§ JOBS:
- 1) Do the statements (a), (b) and (c) below agree with the forum thread about transform grid lines? Answer each with yes or no and quote the thread's deciding words.
(a) The writer of the first reply found a way to change the grid color.
(b) Switching "Show Grid:" to Always turns the grid white.
(c) Dave Miller found the equivalent settings on his Mac.
- 2) Could you update the forum thread about transform grid lines from "## prbimages (Dec 20, 2017)" to "if you like.", swapping "Control" for "Ctrl"?
- 3) How would the forum thread about transform grid lines go on from where it stops?

§ DOCUMENT:
------------------------------------------------------------------------

When using the Develop > Transform function the grid lines provided are dark and not easy seen when overlaid on a complimentary colour. 

Is it possible to select a lighter colour, yellow for example?


----------



## prbimages (Dec 20, 2017)

This is annoying, I agree. I haven't found any way to change the colour. What I do as a work-around (on my Windows machine, might be different on a Mac), is to change the "Show Grid:" option from _Auto _(which I prefer) to _Always_. When you do that, the grid colour changes to white and is much easier to see. You can then hold down the Control key (on a PC) to change the grid opacity, if you like.


----------



## Dave Miller (Dec 21, 2017)

Thanks for your input but unfortunately I can not find the equivalent settings on my Mac based software, which doesn't mean that they don't exist, just that I can't find them. :(


----------



## prbimages (Dec 21, 2017)

------------------------------------------------------------------------

§ DATA LISTING:

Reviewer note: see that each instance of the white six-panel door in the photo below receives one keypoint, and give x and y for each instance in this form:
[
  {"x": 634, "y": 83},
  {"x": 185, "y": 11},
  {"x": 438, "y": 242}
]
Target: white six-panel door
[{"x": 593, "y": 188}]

------------------------------------------------------------------------

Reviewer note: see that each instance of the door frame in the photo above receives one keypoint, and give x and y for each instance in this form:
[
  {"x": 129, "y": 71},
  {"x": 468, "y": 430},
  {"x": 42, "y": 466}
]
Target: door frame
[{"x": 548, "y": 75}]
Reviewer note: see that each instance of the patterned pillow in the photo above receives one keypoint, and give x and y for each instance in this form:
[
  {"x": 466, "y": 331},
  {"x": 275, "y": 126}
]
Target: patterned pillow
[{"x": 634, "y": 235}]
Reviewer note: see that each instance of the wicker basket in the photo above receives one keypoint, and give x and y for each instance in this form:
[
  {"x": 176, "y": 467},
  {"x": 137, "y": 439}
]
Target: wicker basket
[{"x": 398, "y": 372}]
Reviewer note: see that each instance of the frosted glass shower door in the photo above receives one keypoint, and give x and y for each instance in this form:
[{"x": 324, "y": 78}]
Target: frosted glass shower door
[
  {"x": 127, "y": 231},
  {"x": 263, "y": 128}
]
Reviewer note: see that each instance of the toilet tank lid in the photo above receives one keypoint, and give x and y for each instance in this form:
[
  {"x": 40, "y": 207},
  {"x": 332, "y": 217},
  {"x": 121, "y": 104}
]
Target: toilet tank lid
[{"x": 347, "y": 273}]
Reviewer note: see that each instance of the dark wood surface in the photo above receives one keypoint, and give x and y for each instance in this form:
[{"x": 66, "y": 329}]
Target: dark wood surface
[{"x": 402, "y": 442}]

------------------------------------------------------------------------

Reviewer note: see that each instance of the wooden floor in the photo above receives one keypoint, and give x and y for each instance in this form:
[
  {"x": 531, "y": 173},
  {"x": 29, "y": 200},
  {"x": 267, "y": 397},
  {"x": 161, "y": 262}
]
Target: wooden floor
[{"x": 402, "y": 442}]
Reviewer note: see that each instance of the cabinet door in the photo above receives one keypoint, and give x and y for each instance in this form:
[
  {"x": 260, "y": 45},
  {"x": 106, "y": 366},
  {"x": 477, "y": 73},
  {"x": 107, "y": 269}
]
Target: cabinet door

------------------------------------------------------------------------

§ ANSWER LIST:
- 1)
(a) No: "I haven't found any way to change the colour."
(b) Yes: "When you do that, the grid colour changes to white and is much easier to see."
(c) No: "unfortunately I can not find the equivalent settings on my Mac based software"

- 2)
## prbimages (Dec 20, 2017)

This is annoying, I agree. I haven't found any way to change the colour. What I do as a work-around (on my Windows machine, might be different on a Mac), is to change the "Show Grid:" option from _Auto _(which I prefer) to _Always_. When you do that, the grid colour changes to white and is much easier to see. You can then hold down the Ctrl key (on a PC) to change the grid opacity, if you like.

- 3)
Dave Miller said:


> Thanks for your input but unfortunately I can not find the equivalent settings on my Mac based software, which doesn't mean that they don't exist, just that I can't find them. :(


Hmmm. Maybe some more detail might help? In the _Develop _module, make sure the lower toolbar is showing; if it is not, press the "T" key to bring it up. On that toolbar, at the far right, there should be a little down-arrow where you can set which toolbar options are displayed. Make sure that "Grid Overlay" is one of the options selected. Once that is done, the toolbar should show an option labelled "Show Grid:". Set that to _Always_. Then, you will have a somewhat obtrusive grid displayed over your image. It doesn't matter which of the _Develop _panels you are using, the grid will be displayed, so you will probably want to turn it off (by changing the "Show Grid:" option back to _Auto _or _Never_) when you have finished your Transform adjustments.
Hope this helps


----------



## Dave Miller (Dec 21, 2017)

More detail certainly did help. I've now been able to follow your advice and been able to display the grid.Thanks again for your help, it's appreciated.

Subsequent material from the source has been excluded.